• **Written exercise**: Extract every line of the listing below verbatim, from start to finish. Leave the pictures out of your reply.

— start of Stored data —

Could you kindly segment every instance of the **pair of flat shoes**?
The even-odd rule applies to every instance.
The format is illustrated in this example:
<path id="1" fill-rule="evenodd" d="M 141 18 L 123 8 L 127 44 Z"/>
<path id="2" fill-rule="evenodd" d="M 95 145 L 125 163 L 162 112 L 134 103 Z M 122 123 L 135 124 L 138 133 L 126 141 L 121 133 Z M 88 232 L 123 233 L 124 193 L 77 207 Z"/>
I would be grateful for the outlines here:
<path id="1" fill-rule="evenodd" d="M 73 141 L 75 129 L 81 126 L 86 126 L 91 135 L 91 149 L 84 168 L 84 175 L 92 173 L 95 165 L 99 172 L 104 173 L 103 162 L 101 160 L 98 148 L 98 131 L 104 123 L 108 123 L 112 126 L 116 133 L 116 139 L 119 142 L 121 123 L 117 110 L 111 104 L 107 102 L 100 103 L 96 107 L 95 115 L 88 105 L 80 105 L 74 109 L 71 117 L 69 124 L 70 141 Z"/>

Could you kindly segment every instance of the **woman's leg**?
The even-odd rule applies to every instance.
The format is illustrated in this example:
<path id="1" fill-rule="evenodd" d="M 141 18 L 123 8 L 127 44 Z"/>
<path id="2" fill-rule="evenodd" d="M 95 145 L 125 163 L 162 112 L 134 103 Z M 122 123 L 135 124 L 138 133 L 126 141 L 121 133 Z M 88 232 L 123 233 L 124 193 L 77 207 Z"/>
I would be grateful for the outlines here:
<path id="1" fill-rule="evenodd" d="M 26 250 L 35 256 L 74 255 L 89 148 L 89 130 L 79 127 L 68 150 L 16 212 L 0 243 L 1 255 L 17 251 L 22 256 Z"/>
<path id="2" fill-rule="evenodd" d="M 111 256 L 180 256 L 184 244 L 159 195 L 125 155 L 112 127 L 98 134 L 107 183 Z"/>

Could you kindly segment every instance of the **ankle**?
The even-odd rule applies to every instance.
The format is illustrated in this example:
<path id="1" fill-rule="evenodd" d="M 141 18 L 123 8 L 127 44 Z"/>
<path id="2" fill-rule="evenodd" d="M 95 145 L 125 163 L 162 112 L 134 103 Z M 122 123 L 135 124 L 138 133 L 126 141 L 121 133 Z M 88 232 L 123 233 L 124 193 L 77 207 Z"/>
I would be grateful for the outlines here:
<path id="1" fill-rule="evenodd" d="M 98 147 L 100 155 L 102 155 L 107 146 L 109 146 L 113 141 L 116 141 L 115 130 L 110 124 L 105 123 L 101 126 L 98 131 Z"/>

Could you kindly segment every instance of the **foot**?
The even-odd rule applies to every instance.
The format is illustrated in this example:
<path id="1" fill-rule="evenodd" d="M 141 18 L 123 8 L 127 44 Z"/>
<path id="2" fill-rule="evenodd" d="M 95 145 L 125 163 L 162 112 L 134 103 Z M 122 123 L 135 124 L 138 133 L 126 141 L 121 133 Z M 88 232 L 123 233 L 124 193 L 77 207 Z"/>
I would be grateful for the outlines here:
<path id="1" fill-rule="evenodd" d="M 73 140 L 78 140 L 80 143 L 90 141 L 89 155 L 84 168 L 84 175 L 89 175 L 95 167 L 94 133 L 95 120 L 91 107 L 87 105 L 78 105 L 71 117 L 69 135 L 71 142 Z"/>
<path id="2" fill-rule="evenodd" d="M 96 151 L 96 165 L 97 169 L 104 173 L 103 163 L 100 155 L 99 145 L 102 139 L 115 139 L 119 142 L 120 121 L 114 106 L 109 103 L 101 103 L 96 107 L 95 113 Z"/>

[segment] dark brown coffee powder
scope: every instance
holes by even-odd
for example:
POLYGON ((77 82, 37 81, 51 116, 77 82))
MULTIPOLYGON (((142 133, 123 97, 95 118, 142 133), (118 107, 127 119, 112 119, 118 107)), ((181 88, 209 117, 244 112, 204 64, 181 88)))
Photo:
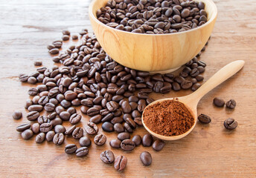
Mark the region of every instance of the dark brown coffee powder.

— end of Stored data —

• **Result of this exercise**:
Could you kindly segment every instance of the **pair of flat shoes**?
The even-odd rule applies to every instance.
The format is illustrated in this example:
<path id="1" fill-rule="evenodd" d="M 141 18 L 123 8 L 127 44 Z"/>
<path id="2" fill-rule="evenodd" d="M 95 145 L 125 163 L 162 112 L 134 103 Z M 122 123 L 135 124 L 138 133 L 126 141 L 121 133 Z M 88 232 L 123 233 L 124 193 L 77 207 Z"/>
I would be grateful for the outlines here:
<path id="1" fill-rule="evenodd" d="M 73 141 L 75 129 L 81 126 L 86 126 L 91 135 L 91 149 L 84 168 L 84 175 L 92 173 L 95 165 L 99 172 L 104 173 L 103 162 L 101 160 L 98 148 L 98 131 L 104 123 L 108 123 L 112 126 L 116 133 L 116 139 L 119 142 L 121 123 L 117 110 L 111 104 L 107 102 L 100 103 L 96 107 L 95 115 L 88 105 L 80 105 L 74 109 L 71 117 L 69 124 L 70 141 Z"/>

Could you kindly segment every instance of the **woman's leg**?
The even-odd rule applies to every instance.
The format is illustrated in this example:
<path id="1" fill-rule="evenodd" d="M 141 18 L 123 8 L 127 44 Z"/>
<path id="2" fill-rule="evenodd" d="M 95 145 L 125 163 L 162 112 L 134 103 Z M 122 123 L 135 124 L 138 133 L 126 141 L 121 133 Z M 88 232 L 123 233 L 124 193 L 77 207 Z"/>
I would be grateful for the outlines here:
<path id="1" fill-rule="evenodd" d="M 26 250 L 35 256 L 74 255 L 89 148 L 89 130 L 79 127 L 68 150 L 16 212 L 0 243 L 1 255 L 17 251 L 22 256 Z"/>
<path id="2" fill-rule="evenodd" d="M 111 256 L 180 256 L 184 244 L 159 195 L 125 155 L 112 127 L 98 134 L 107 183 Z"/>

Could you kindly segment every instance of the **ankle**?
The even-odd rule applies to every instance.
The format is illustrated in this example:
<path id="1" fill-rule="evenodd" d="M 141 18 L 123 8 L 127 44 Z"/>
<path id="2" fill-rule="evenodd" d="M 95 145 L 125 163 L 162 112 L 134 103 Z M 122 123 L 135 124 L 138 133 L 126 141 L 121 133 Z M 88 232 L 123 233 L 124 193 L 77 207 Z"/>
I would be grateful for the outlines here:
<path id="1" fill-rule="evenodd" d="M 98 147 L 100 155 L 102 155 L 107 146 L 109 146 L 113 141 L 116 141 L 115 130 L 110 124 L 105 123 L 101 126 L 98 131 Z"/>

Could you kindly segment every instance of the **foot**?
The even-odd rule applies to every instance.
The format is illustrated in this example:
<path id="1" fill-rule="evenodd" d="M 141 18 L 123 8 L 127 44 Z"/>
<path id="2" fill-rule="evenodd" d="M 95 145 L 125 163 L 162 112 L 134 103 Z M 122 123 L 135 124 L 138 133 L 126 141 L 121 133 Z M 88 232 L 123 233 L 124 193 L 77 207 Z"/>
I would be grateful for the outlines here:
<path id="1" fill-rule="evenodd" d="M 73 140 L 78 140 L 80 143 L 90 141 L 89 155 L 84 168 L 84 175 L 89 175 L 95 167 L 94 133 L 95 120 L 91 107 L 87 105 L 78 105 L 71 117 L 69 135 L 71 142 Z"/>
<path id="2" fill-rule="evenodd" d="M 96 151 L 96 165 L 97 169 L 104 173 L 103 163 L 100 155 L 99 145 L 102 139 L 115 139 L 119 142 L 120 121 L 114 106 L 109 103 L 101 103 L 96 107 L 95 113 Z"/>

[segment] dark brown coffee powder
scope: every instance
holes by even-odd
for example:
POLYGON ((77 82, 37 81, 51 116, 77 82))
MULTIPOLYGON (((142 133, 123 97, 95 118, 142 133), (118 107, 127 119, 112 119, 118 107)), ((181 88, 209 117, 244 112, 204 64, 181 88)))
Photo:
Mark the region of every instance of the dark brown coffee powder.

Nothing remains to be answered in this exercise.